___ Supplied entries ___

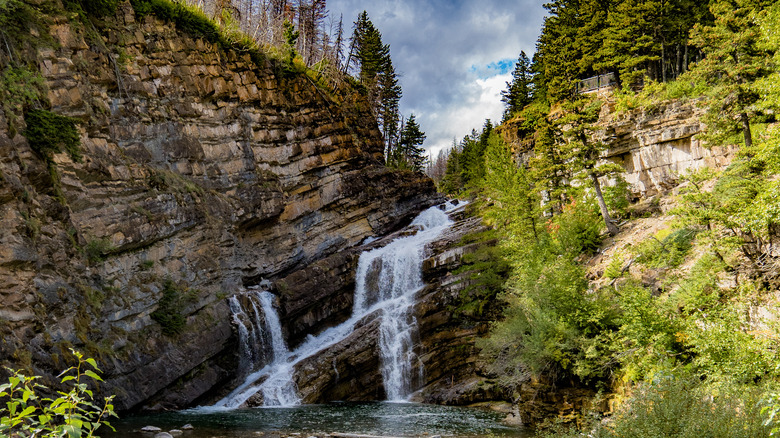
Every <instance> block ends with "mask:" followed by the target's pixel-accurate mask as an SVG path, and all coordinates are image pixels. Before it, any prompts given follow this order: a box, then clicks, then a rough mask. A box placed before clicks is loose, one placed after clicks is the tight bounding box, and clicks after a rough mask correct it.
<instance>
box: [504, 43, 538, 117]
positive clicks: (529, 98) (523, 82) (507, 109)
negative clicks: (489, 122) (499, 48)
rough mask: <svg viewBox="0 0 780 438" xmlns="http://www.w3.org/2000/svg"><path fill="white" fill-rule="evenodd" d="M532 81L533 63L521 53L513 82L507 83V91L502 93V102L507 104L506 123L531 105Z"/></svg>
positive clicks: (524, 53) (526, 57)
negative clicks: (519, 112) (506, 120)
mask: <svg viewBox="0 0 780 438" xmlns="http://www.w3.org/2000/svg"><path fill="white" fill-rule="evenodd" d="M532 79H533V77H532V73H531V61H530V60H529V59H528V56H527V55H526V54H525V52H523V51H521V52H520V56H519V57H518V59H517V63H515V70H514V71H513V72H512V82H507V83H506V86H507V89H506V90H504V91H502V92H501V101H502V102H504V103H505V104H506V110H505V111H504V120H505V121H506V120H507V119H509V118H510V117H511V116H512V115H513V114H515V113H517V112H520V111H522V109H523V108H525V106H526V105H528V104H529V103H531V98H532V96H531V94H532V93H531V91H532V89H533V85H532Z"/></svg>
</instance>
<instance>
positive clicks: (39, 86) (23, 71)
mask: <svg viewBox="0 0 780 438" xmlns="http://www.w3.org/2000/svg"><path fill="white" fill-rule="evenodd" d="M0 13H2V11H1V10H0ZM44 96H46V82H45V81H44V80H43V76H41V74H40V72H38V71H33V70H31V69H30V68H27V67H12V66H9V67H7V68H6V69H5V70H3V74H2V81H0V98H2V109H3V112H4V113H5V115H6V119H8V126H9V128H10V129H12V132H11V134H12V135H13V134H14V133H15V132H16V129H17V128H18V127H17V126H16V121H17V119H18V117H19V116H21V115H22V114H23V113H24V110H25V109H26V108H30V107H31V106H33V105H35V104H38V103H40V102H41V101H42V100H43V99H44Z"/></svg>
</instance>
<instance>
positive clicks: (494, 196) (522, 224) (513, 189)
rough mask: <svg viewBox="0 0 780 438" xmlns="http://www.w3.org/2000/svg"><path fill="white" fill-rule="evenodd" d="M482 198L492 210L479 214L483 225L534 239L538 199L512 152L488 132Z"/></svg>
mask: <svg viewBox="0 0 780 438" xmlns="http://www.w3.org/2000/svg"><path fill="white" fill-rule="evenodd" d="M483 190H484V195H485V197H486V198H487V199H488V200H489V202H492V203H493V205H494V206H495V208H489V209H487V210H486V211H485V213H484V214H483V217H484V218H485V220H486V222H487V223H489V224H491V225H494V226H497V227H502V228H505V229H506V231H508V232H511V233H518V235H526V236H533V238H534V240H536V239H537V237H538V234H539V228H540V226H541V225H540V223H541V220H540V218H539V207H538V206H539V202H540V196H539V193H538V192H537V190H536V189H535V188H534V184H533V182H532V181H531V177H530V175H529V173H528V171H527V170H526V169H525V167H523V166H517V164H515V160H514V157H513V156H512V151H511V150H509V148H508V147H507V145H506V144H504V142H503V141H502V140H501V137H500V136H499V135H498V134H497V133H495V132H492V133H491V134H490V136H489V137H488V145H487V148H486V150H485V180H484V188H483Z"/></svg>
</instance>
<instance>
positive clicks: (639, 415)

___

→ Task statement
Reproduce the entire listing above with "inclusion points" substituted for every occurrence of "positive clicks", keeping everything else identical and omitting the pictures.

→ Written solution
Every <instance> block ends with "mask:" followed by the target's pixel-accurate mask as an SVG path, and all coordinates are image pixels. Before it, any prompts given follow this order: a box, then clicks, then a rough mask. A box placed before clicks is loose, one placed after clicks is the tight bounding box, and clicks after a rough mask correct it.
<instance>
box: [504, 43, 538, 117]
inclusion points: (529, 98) (523, 82) (507, 109)
negative clicks: (489, 122) (499, 48)
rough mask: <svg viewBox="0 0 780 438" xmlns="http://www.w3.org/2000/svg"><path fill="white" fill-rule="evenodd" d="M532 81L533 63L521 53L513 82L507 83V91L502 93V102L507 104L506 123L531 105Z"/></svg>
inclusion points: (524, 53) (526, 57)
negative clicks: (519, 112) (506, 120)
mask: <svg viewBox="0 0 780 438" xmlns="http://www.w3.org/2000/svg"><path fill="white" fill-rule="evenodd" d="M532 79H533V77H532V73H531V61H530V60H529V59H528V56H527V55H526V54H525V52H523V51H521V52H520V56H519V57H518V59H517V63H515V70H514V71H513V72H512V82H507V83H506V86H507V89H506V90H504V91H502V92H501V101H502V102H504V103H505V104H506V110H505V111H504V120H505V121H506V120H507V119H509V118H510V117H511V116H512V115H513V114H515V113H517V112H520V111H522V109H523V108H525V106H526V105H528V104H529V103H531V98H532V96H531V94H532V93H531V91H532V89H533V85H532Z"/></svg>
</instance>
<instance>
inclusion points: (39, 86) (23, 71)
mask: <svg viewBox="0 0 780 438" xmlns="http://www.w3.org/2000/svg"><path fill="white" fill-rule="evenodd" d="M0 13H2V11H1V10H0ZM44 96H46V82H45V81H44V80H43V76H41V74H40V72H38V71H33V70H31V69H30V68H27V67H12V66H9V67H7V68H6V69H5V70H3V74H2V81H0V98H2V109H3V112H4V113H5V115H6V119H8V126H9V128H10V129H12V132H11V134H12V135H13V134H14V133H15V132H16V129H17V128H18V127H17V126H16V121H17V119H18V117H19V116H21V115H22V114H23V113H24V110H25V109H26V108H30V107H31V106H33V105H35V104H38V103H40V102H41V101H42V100H43V99H44Z"/></svg>
</instance>
<instance>
inclusion points: (494, 196) (522, 224) (513, 189)
rough mask: <svg viewBox="0 0 780 438" xmlns="http://www.w3.org/2000/svg"><path fill="white" fill-rule="evenodd" d="M482 198L492 210L479 214L483 225L534 239L538 199L512 152L488 132Z"/></svg>
mask: <svg viewBox="0 0 780 438" xmlns="http://www.w3.org/2000/svg"><path fill="white" fill-rule="evenodd" d="M483 190H484V195H485V197H486V198H487V199H488V200H489V202H492V203H493V205H494V206H495V208H489V209H487V210H486V211H485V213H484V214H483V217H484V218H485V220H486V222H487V223H489V224H491V225H494V226H497V227H502V228H505V229H506V231H508V232H511V233H518V235H526V236H533V238H534V240H536V239H537V237H538V234H539V228H540V226H541V225H540V223H541V220H540V218H539V207H538V206H539V202H540V196H539V193H538V192H537V190H536V189H535V188H534V184H533V182H532V181H531V177H530V175H529V173H528V171H527V170H526V169H525V167H523V166H517V164H515V160H514V157H513V156H512V151H511V150H509V148H508V147H507V145H506V144H504V142H503V141H502V140H501V137H500V136H499V135H498V134H497V133H495V132H492V133H491V134H490V136H489V137H488V145H487V148H486V150H485V180H484V188H483Z"/></svg>
</instance>
<instance>
inclusion points: (639, 415)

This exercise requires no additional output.